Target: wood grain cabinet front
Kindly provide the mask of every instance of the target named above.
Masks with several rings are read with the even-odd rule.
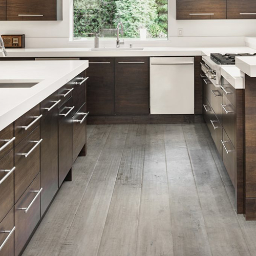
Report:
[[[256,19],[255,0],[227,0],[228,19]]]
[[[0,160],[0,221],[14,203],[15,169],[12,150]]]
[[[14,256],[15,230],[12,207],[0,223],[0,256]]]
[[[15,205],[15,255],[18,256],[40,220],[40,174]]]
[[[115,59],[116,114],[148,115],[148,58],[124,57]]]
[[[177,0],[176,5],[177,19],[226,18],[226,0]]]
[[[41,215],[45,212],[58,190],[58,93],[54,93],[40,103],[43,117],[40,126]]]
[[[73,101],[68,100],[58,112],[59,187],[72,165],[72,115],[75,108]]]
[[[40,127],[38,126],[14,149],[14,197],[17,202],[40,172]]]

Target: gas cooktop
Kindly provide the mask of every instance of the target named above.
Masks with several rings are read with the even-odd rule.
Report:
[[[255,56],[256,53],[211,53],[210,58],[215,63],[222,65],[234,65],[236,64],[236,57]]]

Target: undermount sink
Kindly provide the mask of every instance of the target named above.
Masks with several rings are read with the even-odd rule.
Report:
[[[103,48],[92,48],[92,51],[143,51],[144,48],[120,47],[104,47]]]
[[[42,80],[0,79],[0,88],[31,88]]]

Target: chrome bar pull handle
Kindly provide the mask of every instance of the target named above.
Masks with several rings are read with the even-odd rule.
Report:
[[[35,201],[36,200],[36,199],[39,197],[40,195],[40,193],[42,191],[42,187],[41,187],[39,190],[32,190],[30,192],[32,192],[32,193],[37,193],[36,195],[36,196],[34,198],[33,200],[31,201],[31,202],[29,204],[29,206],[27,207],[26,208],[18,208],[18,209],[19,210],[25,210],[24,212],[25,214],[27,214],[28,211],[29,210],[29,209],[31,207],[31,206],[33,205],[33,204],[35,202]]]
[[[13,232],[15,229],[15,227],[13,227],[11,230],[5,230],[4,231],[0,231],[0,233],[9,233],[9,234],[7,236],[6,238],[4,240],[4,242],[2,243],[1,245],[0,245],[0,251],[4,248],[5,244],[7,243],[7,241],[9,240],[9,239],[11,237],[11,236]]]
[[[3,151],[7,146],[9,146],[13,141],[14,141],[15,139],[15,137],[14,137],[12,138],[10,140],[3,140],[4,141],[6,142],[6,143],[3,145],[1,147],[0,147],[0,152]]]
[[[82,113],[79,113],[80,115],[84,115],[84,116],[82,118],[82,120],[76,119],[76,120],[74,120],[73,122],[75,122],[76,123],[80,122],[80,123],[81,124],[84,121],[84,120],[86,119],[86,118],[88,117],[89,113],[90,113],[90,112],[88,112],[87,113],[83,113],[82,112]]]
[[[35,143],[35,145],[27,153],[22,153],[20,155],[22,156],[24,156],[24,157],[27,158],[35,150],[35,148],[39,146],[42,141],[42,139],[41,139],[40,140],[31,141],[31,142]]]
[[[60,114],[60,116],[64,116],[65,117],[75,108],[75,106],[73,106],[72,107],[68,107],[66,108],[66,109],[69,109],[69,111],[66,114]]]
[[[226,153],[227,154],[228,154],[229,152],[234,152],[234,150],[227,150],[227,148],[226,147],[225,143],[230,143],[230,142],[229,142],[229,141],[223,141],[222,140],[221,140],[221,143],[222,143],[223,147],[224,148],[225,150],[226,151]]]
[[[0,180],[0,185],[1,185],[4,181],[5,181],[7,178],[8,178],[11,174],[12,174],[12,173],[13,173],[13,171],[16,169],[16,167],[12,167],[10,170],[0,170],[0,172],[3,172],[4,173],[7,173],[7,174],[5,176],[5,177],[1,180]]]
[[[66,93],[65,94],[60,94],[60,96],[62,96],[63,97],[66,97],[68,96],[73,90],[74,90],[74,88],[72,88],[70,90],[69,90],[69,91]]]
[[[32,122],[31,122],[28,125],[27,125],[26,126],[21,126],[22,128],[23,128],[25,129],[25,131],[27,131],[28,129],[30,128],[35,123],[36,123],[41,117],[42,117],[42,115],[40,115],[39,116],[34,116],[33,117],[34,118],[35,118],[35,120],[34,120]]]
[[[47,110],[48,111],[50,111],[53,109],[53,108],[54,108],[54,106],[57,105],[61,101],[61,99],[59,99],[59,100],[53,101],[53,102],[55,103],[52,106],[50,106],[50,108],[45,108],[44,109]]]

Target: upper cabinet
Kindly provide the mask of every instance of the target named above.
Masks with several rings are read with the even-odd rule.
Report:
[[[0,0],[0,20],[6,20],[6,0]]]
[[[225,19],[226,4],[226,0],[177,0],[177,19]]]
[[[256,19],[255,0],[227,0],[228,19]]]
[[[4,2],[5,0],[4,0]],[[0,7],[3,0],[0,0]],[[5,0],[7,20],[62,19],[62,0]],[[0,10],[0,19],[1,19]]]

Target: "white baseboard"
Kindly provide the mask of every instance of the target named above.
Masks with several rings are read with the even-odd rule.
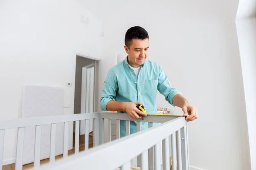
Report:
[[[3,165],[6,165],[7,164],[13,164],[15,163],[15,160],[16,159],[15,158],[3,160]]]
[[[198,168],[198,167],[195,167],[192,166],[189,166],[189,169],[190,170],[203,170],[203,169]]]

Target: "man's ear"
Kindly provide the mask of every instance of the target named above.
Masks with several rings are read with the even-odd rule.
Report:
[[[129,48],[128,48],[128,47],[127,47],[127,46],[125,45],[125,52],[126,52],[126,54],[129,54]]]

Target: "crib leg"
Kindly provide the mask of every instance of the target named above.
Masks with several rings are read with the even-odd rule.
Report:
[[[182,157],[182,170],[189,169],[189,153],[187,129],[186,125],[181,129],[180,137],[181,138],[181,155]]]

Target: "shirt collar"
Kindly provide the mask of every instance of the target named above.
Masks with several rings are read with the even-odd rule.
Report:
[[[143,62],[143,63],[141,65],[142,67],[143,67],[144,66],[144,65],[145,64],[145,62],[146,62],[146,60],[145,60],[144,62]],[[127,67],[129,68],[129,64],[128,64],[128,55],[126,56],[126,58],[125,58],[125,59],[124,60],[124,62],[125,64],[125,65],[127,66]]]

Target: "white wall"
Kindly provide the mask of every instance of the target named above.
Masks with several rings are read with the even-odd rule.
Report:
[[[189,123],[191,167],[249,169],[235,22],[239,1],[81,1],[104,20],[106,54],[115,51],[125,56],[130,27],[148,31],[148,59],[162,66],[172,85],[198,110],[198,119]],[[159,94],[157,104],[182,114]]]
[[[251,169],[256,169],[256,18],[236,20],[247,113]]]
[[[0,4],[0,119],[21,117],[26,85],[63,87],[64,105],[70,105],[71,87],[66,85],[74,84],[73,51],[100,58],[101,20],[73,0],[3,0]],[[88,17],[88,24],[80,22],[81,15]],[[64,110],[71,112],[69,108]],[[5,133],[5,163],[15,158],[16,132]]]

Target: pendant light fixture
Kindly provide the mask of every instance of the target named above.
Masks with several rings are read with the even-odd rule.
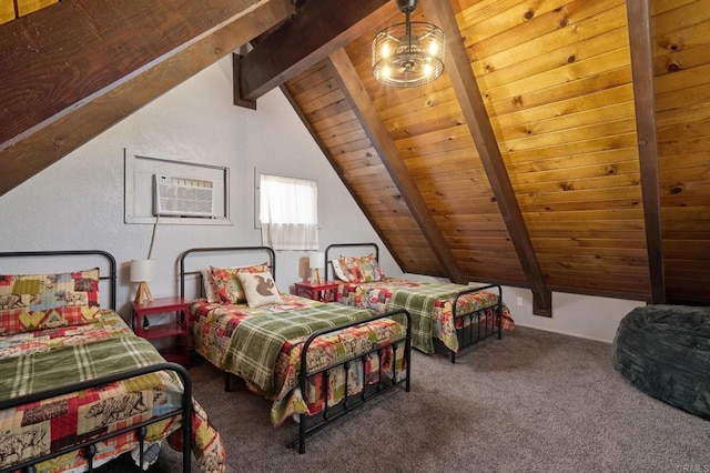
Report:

* Exercise prompt
Arrange the records, from the first line through the line containing "[[[42,80],[0,79],[0,88],[31,88]]]", inclusive, as a two-column CSV with columns named input and output, one row per record. Put each record's text and its answer into single quoted fields with line breaks turned into spaces, and leave out the pictures.

* Solution for this exercise
input,output
"Target: wood grain cabinet front Kindly provide the mask of every instance of the target named above. Masks with several rings are read with the even-odd rule. Report:","[[[256,19],[255,0],[227,0],[228,19]]] [[[0,160],[0,221],[14,203],[15,169],[12,150]]] [[[14,256],[15,230],[12,207],[0,223],[0,256]]] [[[15,205],[15,255],[18,256],[40,220],[40,174]]] [[[115,59],[116,114],[148,115],[148,58],[124,57]]] [[[177,0],[176,5],[177,19],[226,18],[226,0]]] [[[41,215],[45,212],[58,190],[58,93],[54,93],[40,103],[43,117],[40,126]]] [[[73,101],[68,100],[58,112],[59,187],[72,165],[72,115],[75,108]]] [[[40,127],[38,126],[14,149],[14,197],[17,202],[40,172]]]"
"Target: gas cooktop Kindly provide the mask of every instance of the target named above. Masks with several rings are read with the even-odd rule. Report:","[[[255,56],[256,53],[211,53],[210,58],[215,63],[222,65],[234,65],[236,64],[236,57]]]"
"Target: undermount sink Kindly provide the mask of every instance of the target named above. Masks with several rings are read with the even-odd rule. Report:","[[[103,48],[92,48],[92,51],[143,51],[144,48],[120,47],[104,47]]] [[[42,80],[0,79],[0,88],[31,88]]]"